- **Podany tekst**:
Youtube

“Anti” Rihanny obchodzi dziś szóste urodziny. I wciąż jest kamieniem milowym światowego mainstreamu


28 stycznia 2022

Obserwuj nas na instagramie:

Jeżeli uważacie Rihannę za artystkę od generycznych, niezapadających w pamięć popowych hitów… Cóż, jeszcze sześć lat temu można było przyznać Wam rację. Wydała bowiem siedem albumów, które raczej zbytnio się od siebie nie różniły, a na pewno nie wyróżniały jej na tle reszty głównego nurtu. Wszystko zmieniła płyta Anti, czyli manifest dojrzałości artystycznej.

Stara nowa Rihanna

Nie możemy zacząć inaczej niż od wyjątkowej warstwy muzycznej. Choć nie jest ona jednolita, to jej części są synergiczne. Znajdziemy tu trap, neo soul czy współczesne r’n’b, a tropów jest jeszcze więcej. Odsłuch staje się fascynującą podróżą przez na pozór zupełnie do siebie niepasujące style, które tworzą klimatyczną jedność.

- **Wiersze danych**:
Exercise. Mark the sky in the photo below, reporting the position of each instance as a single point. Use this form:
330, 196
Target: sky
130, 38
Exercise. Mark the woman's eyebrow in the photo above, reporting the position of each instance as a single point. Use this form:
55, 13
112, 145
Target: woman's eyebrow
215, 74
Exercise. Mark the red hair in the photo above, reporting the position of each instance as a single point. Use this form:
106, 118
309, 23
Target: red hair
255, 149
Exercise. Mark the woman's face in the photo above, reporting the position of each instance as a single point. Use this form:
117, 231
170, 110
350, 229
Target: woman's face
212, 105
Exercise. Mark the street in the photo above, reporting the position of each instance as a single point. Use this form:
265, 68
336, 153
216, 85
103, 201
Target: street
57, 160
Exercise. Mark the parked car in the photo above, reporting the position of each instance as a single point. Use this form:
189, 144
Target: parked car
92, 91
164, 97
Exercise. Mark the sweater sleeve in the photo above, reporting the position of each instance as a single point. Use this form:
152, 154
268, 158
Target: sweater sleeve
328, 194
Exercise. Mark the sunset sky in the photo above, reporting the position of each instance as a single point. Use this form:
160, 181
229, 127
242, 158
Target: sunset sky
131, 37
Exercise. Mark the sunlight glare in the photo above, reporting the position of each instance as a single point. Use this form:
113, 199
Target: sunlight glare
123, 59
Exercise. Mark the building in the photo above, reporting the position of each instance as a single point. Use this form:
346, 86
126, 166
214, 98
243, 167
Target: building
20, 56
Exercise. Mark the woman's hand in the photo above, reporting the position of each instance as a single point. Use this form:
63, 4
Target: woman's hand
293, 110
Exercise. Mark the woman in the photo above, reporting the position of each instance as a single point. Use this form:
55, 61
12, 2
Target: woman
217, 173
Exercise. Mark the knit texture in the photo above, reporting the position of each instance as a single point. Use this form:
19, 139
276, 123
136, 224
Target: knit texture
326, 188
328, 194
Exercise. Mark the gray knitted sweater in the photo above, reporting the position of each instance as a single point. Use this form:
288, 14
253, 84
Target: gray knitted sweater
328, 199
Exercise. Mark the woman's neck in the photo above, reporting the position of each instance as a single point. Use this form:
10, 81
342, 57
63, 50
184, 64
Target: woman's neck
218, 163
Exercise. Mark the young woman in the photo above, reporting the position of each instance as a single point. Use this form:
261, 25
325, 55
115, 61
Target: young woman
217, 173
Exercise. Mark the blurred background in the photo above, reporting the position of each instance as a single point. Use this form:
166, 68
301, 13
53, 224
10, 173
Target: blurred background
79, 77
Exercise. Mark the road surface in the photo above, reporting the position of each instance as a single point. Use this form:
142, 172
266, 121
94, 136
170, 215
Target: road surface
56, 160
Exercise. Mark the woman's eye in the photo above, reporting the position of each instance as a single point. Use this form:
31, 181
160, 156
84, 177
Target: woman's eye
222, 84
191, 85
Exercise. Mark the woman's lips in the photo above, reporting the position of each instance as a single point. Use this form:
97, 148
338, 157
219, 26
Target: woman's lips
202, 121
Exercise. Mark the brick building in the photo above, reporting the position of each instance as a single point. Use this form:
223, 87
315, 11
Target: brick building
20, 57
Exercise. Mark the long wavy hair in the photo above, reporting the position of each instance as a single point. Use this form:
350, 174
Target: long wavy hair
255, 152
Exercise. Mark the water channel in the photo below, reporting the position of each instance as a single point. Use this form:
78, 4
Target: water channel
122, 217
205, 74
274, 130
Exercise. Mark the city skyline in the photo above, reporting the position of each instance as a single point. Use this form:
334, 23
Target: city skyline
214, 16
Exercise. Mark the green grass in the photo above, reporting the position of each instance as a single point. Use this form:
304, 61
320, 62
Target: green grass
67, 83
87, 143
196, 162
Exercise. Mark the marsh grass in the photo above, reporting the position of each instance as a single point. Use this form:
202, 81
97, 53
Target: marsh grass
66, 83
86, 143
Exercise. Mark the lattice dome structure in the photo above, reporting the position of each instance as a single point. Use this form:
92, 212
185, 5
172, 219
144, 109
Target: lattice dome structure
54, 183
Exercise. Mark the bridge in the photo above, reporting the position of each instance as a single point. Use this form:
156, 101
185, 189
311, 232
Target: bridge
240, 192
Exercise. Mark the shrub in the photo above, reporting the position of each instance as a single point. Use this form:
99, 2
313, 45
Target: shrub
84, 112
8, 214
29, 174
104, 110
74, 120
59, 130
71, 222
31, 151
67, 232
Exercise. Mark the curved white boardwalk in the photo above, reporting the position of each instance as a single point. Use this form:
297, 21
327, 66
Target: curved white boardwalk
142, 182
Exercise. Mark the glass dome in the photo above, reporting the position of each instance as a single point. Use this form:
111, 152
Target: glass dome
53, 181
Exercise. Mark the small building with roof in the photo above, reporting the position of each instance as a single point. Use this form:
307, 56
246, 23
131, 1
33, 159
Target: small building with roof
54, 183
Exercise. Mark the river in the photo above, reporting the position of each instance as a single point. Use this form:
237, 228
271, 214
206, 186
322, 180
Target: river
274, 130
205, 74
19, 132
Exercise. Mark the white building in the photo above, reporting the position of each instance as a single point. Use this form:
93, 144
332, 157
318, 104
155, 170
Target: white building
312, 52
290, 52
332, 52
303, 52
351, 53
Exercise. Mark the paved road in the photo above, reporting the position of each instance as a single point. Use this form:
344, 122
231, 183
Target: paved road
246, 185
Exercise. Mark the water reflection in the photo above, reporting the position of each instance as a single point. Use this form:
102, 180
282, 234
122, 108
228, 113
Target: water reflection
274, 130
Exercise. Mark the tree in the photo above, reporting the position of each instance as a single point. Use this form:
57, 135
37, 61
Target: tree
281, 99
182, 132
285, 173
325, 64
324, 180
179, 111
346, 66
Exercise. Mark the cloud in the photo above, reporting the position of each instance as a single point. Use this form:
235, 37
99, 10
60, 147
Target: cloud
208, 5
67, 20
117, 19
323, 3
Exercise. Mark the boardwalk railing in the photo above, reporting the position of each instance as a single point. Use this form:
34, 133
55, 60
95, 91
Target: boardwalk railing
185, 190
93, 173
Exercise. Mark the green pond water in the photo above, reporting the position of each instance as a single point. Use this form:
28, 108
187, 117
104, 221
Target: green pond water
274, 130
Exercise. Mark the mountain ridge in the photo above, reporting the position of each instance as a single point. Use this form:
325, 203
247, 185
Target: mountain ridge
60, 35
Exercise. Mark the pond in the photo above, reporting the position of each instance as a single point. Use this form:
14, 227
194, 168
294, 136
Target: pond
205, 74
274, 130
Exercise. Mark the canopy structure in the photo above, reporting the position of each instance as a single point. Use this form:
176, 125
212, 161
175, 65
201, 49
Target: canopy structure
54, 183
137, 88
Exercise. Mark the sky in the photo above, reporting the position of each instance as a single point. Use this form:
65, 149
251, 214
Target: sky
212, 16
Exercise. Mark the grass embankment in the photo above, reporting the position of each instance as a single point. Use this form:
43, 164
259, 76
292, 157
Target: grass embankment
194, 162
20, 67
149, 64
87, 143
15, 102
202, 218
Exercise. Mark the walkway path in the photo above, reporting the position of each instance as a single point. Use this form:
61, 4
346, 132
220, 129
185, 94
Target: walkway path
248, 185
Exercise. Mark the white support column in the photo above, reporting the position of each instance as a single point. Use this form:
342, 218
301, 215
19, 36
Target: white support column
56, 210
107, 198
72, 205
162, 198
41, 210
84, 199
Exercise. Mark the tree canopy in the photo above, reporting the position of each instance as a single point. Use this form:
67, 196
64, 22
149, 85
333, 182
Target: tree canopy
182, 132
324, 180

- **Polecenie**:
Przepisz bez żadnych zmian fragment tekstu o albumie Anti Rihanny od słów „Obserwuj nas na” aż do słów „manifest dojrzałości artystycznej.” włącznie.

- **Rozwiązanie zadania**:
Obserwuj nas na instagramie:

Jeżeli uważacie Rihannę za artystkę od generycznych, niezapadających w pamięć popowych hitów… Cóż, jeszcze sześć lat temu można było przyznać Wam rację. Wydała bowiem siedem albumów, które raczej zbytnio się od siebie nie różniły, a na pewno nie wyróżniały jej na tle reszty głównego nurtu. Wszystko zmieniła płyta Anti, czyli manifest dojrzałości artystycznej.